AIM: Copy every row below verbatim, keeping each line unchanged and in its original order.

━━━━━━

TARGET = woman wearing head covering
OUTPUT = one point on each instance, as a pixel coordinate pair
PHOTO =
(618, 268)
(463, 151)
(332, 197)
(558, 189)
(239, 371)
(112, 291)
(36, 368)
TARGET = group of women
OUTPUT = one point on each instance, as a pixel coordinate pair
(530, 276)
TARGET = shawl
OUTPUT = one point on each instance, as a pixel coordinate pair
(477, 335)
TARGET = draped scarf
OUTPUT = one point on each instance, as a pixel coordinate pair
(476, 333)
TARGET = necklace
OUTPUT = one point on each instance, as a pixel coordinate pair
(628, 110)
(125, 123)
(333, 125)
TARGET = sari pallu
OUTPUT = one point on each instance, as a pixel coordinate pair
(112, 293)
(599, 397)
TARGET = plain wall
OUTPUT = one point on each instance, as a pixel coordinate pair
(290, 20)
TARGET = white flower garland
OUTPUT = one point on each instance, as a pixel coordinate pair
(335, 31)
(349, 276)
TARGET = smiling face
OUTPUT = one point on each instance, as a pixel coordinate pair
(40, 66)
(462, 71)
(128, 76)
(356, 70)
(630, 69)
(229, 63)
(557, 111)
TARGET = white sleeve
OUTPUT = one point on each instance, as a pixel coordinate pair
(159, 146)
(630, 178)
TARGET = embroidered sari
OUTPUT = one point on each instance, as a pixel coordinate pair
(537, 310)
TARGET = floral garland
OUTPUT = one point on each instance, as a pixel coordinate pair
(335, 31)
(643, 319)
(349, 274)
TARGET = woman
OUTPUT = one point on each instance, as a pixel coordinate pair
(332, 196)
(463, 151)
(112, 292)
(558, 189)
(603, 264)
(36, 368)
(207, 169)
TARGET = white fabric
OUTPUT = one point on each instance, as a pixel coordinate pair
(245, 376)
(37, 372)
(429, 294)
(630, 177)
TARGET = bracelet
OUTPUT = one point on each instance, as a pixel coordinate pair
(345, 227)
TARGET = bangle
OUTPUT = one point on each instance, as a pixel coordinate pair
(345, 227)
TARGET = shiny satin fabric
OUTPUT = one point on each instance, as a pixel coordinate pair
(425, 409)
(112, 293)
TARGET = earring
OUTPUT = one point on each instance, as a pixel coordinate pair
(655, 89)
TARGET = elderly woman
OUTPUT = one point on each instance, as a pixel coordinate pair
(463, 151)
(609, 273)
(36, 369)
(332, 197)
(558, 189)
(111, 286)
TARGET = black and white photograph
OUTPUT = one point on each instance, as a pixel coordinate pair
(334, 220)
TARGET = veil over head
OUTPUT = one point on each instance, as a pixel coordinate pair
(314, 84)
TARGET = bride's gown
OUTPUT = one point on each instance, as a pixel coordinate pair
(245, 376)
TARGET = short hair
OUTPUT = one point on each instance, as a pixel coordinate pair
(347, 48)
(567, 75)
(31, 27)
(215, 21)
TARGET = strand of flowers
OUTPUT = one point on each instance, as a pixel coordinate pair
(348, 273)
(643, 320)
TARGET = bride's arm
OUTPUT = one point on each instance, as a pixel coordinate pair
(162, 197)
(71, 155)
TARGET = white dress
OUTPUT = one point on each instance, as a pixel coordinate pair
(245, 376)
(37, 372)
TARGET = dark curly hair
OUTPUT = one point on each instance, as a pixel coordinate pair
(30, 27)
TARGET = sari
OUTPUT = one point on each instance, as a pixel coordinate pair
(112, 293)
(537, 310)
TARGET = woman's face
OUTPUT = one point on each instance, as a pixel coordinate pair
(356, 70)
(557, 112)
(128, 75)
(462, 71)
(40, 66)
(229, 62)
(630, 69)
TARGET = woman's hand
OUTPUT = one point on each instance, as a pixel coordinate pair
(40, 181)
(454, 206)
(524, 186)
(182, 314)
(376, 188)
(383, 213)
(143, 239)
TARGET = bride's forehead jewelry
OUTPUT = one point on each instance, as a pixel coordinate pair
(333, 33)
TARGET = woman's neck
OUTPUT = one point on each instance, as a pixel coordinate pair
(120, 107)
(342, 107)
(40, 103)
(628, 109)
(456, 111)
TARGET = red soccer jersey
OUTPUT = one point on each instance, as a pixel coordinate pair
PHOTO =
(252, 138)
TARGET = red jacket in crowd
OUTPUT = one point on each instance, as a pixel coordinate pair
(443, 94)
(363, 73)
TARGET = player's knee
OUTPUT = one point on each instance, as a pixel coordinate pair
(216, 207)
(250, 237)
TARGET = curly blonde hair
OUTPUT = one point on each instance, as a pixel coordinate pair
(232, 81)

━━━━━━

FULL ANSWER:
TARGET = woman wearing head covering
OUTPUT = one point on each instance, as a pixel coordinate pair
PHOTO =
(618, 268)
(463, 151)
(332, 197)
(558, 189)
(239, 371)
(112, 291)
(36, 368)
TARGET = group of women
OUTPUT = one point on each instance, as a pixel coordinate pair
(530, 276)
TARGET = shawl
OUTPUT = one point on each instance, as a pixel coordinate pair
(477, 335)
TARGET = draped scarf
OUTPUT = one point on each instance, as a pixel coordinate pair
(476, 333)
TARGET = necklace
OUTPUT = one point on each instance, as a pixel coordinate pair
(628, 110)
(125, 123)
(333, 125)
TARGET = sari pallu
OUTPUT = one point on each instance, as a pixel coordinate pair
(112, 293)
(599, 397)
TARGET = plain wall
OUTPUT = one point on each instance, as a pixel coordinate pair
(290, 20)
TARGET = white flower garland
OUTPUT = one point on each instance, as a pixel coordinate pair
(335, 31)
(349, 276)
TARGET = smiling face
OUTPUT = one point on each instance, as a pixel coordinate pair
(40, 66)
(462, 71)
(128, 76)
(356, 70)
(630, 69)
(229, 63)
(557, 111)
TARGET = white sleeve
OUTPUT = one point on each instance, as a pixel coordinate pair
(159, 146)
(630, 178)
TARGET = embroidered sari
OUTPUT = one point on each instance, as a pixel coordinate pair
(537, 310)
TARGET = floral garland
OUTPUT = one point on each instance, as a pixel coordinate pair
(335, 31)
(643, 319)
(349, 274)
TARGET = woman
OUTPUT = one point on each instance, as a pixel coordinate pair
(332, 196)
(463, 151)
(112, 292)
(558, 189)
(603, 264)
(36, 368)
(207, 169)
TARGET = white fabric
OUTPUT = one point on each instance, as a pixel coordinate pair
(245, 376)
(37, 372)
(429, 294)
(630, 177)
TARGET = bracelet
OUTPUT = one point on each instance, as a pixel coordinate pair
(345, 227)
TARGET = bangle
OUTPUT = one point on each instance, as a pixel coordinate pair
(345, 227)
TARGET = shiny satin fabric
OUTPUT = one point on each instance, as a pixel coordinate pair
(425, 409)
(112, 293)
TARGET = earring
OUTPUT = one point on each instance, as a pixel coordinate pair
(655, 89)
TARGET = elderly woman
OUTPUT = one point on each instance, as a pixel coordinate pair
(463, 151)
(609, 273)
(36, 369)
(332, 197)
(558, 189)
(111, 286)
TARGET = black and white photograph
OUTPUT = one point on each instance, as a pixel coordinate pair
(334, 220)
TARGET = veil over head
OUTPUT = one point on each instance, as a pixel coordinate pair
(314, 84)
TARGET = bride's gown
OUTPUT = one point on each instance, as a pixel coordinate pair
(245, 376)
TARGET = short hair
OUTPUT = one point on each instance, as a pixel coordinate pair
(347, 48)
(567, 75)
(31, 27)
(215, 21)
TARGET = strand of flowers
OUTPUT = one point on each instance, as a pixel coordinate pair
(348, 273)
(643, 320)
TARGET = bride's arm
OUTPUT = one point on each instance, as a pixel coordinate pair
(162, 197)
(71, 155)
TARGET = white dress
OUTPUT = one point on each instance, as a pixel coordinate pair
(245, 376)
(37, 372)
TARGET = dark curly hair
OUTPUT = one point on each instance, as a pixel coordinate pair
(30, 27)
TARGET = sari
OUTPUT = one point on each instance, as a pixel coordinate pair
(112, 293)
(537, 310)
TARGET = woman's face
OUTPUT = one point on each instance, as a pixel coordinate pair
(356, 70)
(557, 112)
(128, 75)
(462, 71)
(40, 66)
(229, 62)
(630, 69)
TARGET = woman's hand
OUTPUT = one point on each instance, as a pixel coordinate pair
(40, 181)
(454, 206)
(524, 186)
(182, 314)
(376, 188)
(383, 213)
(143, 239)
TARGET = bride's forehead jewelry
OUTPUT = one point on each instance, as a pixel coordinate pair
(333, 33)
TARGET = woman's neck
OUTPUT = one point on each instance, as a pixel coordinate pair
(120, 107)
(342, 107)
(40, 103)
(628, 109)
(456, 111)
TARGET = red soccer jersey
OUTPUT = one point on each instance, as a pixel coordinate pair
PHOTO =
(252, 138)
TARGET = red jacket in crowd
OUTPUT = one point on each instance, as a pixel coordinate pair
(443, 94)
(363, 73)
TARGET = player's knee
OUTPUT = one point on each instance, as a pixel coordinate pair
(216, 207)
(250, 237)
TARGET = curly blonde hair
OUTPUT = one point on each instance, as a pixel coordinate pair
(232, 81)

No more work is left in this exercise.